> **Extrait**
+===+

Publié le 23 Janvier 2024 par Alain Schmoll dans Littérature, critique littéraire, lecture, romans

Janvier 2024, 

Nature writing à la française ! Clara Arnaud est ce qu’on appelle une écrivaine voyageuse. Depuis qu’elle est toute jeune, elle bourlingue en solitaire dans les montagnes du monde, où elle s’adonne à l’écriture. Dernier domicile connu, le haut pays ariégeois ; elle y écrit Et vous passerez comme des vents fous, une trilogie qui t’emmènera, lectrice, lecteur, directement « into the wild », dans les montagnes sauvages des Pyrénées centrales, le pays des ours. En France, c’est là qu’on trouve des ours en liberté — quelques dizaines —, depuis que l’espèce, menacée de disparaître, a été volontairement régénérée dans les années 90, dans le cadre d’une politique d’encouragement de la biodiversité.

+===+

> **Objectif**
Donnez la suite de l'extrait consacré au roman de Clara Arnaud, en reprenant après sa dernière phrase.

+===+

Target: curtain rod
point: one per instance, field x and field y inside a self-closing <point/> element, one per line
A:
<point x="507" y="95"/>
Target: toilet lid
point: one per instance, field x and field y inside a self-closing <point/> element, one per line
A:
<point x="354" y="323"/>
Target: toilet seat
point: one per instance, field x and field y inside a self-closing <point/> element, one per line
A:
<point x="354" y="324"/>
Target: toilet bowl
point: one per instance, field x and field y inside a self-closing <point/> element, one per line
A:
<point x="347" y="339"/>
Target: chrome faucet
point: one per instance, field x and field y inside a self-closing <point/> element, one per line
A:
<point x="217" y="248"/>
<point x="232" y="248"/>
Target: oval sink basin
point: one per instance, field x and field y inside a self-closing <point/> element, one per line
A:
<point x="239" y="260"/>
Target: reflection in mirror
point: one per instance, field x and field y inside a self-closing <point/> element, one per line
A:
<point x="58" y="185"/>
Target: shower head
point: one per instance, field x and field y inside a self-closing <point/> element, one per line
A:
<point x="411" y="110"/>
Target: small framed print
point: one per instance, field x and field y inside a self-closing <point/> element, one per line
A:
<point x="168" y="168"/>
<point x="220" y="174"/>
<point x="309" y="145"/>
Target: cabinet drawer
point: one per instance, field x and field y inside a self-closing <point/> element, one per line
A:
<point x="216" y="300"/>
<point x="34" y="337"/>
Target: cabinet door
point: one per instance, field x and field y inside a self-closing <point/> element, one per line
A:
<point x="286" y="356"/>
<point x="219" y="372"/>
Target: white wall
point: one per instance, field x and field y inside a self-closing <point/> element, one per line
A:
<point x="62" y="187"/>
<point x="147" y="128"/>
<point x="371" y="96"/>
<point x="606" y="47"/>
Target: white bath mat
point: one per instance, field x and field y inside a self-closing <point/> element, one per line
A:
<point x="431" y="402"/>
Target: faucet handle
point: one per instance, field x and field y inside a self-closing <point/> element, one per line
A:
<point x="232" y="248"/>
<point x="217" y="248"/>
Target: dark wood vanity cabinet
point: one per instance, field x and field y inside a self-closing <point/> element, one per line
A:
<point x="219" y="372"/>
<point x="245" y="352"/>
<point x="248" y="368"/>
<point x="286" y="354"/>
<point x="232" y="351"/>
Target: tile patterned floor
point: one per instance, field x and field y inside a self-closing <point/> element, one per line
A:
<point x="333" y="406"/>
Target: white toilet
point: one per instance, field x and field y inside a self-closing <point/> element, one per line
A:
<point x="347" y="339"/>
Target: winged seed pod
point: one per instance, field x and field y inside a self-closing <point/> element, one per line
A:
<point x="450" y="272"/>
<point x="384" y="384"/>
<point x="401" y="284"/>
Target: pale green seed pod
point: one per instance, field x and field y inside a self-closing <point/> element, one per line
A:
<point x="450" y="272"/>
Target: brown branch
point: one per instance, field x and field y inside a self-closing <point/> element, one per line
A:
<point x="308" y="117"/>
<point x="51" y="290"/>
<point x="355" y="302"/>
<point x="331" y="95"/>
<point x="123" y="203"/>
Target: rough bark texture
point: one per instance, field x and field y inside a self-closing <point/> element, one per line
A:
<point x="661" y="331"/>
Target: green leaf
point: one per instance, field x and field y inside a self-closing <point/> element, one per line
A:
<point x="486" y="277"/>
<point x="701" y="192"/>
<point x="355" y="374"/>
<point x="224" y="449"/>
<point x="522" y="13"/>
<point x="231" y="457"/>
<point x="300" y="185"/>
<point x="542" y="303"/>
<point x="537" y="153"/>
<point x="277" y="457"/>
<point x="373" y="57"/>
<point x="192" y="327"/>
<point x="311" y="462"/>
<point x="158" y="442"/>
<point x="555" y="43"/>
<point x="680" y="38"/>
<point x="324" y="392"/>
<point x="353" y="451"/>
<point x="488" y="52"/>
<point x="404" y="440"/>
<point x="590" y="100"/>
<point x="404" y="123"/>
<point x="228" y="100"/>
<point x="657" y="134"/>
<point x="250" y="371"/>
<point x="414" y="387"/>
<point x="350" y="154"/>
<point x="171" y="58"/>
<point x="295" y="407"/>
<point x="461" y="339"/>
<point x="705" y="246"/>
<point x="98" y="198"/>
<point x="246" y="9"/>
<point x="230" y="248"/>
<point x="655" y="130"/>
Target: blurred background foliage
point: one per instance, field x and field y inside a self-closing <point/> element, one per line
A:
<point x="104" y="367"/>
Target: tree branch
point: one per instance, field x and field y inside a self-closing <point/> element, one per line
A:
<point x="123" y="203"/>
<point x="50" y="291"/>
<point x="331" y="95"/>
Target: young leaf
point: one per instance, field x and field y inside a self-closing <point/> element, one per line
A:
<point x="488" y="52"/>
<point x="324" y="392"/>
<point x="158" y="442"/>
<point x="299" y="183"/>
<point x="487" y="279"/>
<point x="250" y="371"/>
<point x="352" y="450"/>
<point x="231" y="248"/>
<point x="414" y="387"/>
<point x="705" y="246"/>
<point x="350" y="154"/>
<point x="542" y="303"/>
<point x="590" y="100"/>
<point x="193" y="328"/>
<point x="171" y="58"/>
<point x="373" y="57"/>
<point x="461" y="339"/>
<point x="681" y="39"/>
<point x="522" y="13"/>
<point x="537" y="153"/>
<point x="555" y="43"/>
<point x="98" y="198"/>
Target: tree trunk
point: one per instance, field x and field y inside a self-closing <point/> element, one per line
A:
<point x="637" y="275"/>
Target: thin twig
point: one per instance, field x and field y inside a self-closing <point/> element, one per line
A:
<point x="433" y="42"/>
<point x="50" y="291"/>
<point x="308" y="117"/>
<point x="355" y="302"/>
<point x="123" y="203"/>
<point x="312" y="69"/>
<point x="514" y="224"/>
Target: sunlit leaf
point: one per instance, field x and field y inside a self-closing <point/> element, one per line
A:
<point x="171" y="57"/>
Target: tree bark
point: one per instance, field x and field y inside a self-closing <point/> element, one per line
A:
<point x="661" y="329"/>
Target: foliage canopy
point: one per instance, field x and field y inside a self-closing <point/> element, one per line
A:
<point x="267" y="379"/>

+===+

> **Résultat attendu**
L’ours fascine. Capable comme l’homme de se tenir debout, il a toujours occupé une place symbolique majeure dans les imaginaires. Il est une créature mythique, pour laquelle l’homme éprouve une sorte d’affection enfantine, tout en sachant qu’un face à face avec cet animal sauvage et brutal représenterait une menace mortelle. Dès son plus jeune âge, l’homme verrait bien en l’ours un compagnon, mais pour concrétiser cette attirance, il sait qu’il doit accéder à un rapport de maître à esclave.

Jusqu’au début du XXe siècle, des hommes sont ainsi parvenus à élever des oursons et à les dresser, pour en faire plus tard leurs partenaires dans des spectacles de montreurs d’ours. Tombée en désuétude, cette pratique, décriée de nos jours comme moralement indigne, apportait à l’époque une forme de gloire populaire à ces saltimbanques de fêtes foraines.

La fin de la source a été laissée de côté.